►
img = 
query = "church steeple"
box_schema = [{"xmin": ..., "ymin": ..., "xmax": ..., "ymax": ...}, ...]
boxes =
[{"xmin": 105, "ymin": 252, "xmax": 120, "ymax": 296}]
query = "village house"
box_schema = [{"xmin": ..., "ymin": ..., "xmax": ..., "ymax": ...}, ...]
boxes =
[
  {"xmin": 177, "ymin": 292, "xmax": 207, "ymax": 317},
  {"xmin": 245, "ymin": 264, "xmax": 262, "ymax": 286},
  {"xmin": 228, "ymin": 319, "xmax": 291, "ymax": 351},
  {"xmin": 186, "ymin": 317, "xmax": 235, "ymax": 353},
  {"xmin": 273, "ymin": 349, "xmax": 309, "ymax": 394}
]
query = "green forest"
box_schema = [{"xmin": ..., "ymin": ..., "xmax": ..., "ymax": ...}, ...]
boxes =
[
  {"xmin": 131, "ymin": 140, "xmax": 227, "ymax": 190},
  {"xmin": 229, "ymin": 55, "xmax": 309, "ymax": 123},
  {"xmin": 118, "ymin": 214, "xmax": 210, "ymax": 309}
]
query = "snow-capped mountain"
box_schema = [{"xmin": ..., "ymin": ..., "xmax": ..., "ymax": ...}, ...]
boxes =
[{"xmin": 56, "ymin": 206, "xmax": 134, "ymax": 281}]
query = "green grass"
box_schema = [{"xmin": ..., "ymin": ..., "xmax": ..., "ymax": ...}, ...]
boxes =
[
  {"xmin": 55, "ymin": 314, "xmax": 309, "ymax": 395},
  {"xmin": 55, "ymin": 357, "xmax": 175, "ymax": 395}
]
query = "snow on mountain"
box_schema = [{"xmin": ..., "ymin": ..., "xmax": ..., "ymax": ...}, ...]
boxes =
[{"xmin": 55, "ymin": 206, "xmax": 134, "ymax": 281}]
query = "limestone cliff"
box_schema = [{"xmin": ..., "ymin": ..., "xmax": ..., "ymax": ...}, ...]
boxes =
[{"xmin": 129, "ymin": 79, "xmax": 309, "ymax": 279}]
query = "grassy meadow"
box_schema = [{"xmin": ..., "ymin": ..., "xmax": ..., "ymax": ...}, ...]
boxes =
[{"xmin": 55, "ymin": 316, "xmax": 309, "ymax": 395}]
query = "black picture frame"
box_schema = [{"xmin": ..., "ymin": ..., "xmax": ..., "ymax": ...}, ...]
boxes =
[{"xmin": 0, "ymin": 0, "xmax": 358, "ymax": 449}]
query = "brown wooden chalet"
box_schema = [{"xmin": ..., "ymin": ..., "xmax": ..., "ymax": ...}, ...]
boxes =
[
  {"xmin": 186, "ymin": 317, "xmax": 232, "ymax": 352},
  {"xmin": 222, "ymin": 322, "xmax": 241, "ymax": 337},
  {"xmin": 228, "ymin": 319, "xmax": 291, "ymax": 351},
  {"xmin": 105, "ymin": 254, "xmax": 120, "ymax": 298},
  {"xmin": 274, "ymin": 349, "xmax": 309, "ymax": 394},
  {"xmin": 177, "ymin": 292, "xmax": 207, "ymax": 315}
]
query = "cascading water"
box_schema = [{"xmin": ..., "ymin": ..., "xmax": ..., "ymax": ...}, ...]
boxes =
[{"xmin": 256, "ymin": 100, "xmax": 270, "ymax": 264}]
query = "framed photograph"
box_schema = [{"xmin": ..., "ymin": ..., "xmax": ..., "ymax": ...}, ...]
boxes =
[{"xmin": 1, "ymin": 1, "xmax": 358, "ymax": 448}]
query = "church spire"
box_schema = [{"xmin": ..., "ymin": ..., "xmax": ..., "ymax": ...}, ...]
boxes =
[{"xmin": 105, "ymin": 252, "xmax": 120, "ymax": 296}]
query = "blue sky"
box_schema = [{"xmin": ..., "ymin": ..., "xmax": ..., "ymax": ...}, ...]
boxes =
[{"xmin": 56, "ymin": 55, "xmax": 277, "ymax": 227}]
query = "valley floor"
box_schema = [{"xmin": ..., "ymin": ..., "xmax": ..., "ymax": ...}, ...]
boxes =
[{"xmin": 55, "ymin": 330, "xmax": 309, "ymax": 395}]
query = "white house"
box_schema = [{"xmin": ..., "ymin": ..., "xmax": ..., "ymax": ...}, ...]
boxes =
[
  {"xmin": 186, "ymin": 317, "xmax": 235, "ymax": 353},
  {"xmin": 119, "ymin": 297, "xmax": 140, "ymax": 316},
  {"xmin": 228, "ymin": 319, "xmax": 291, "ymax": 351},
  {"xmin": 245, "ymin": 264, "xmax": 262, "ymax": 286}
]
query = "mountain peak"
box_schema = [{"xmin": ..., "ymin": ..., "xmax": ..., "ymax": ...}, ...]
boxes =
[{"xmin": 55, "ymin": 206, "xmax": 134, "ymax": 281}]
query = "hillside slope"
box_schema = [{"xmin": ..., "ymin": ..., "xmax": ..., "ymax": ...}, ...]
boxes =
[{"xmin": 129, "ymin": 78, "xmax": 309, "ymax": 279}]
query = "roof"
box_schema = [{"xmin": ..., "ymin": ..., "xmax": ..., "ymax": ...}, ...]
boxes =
◄
Locate each line in the items above that contains the string "green" and copy every such line.

**Problem solution**
query = "green forest"
query = "green grass"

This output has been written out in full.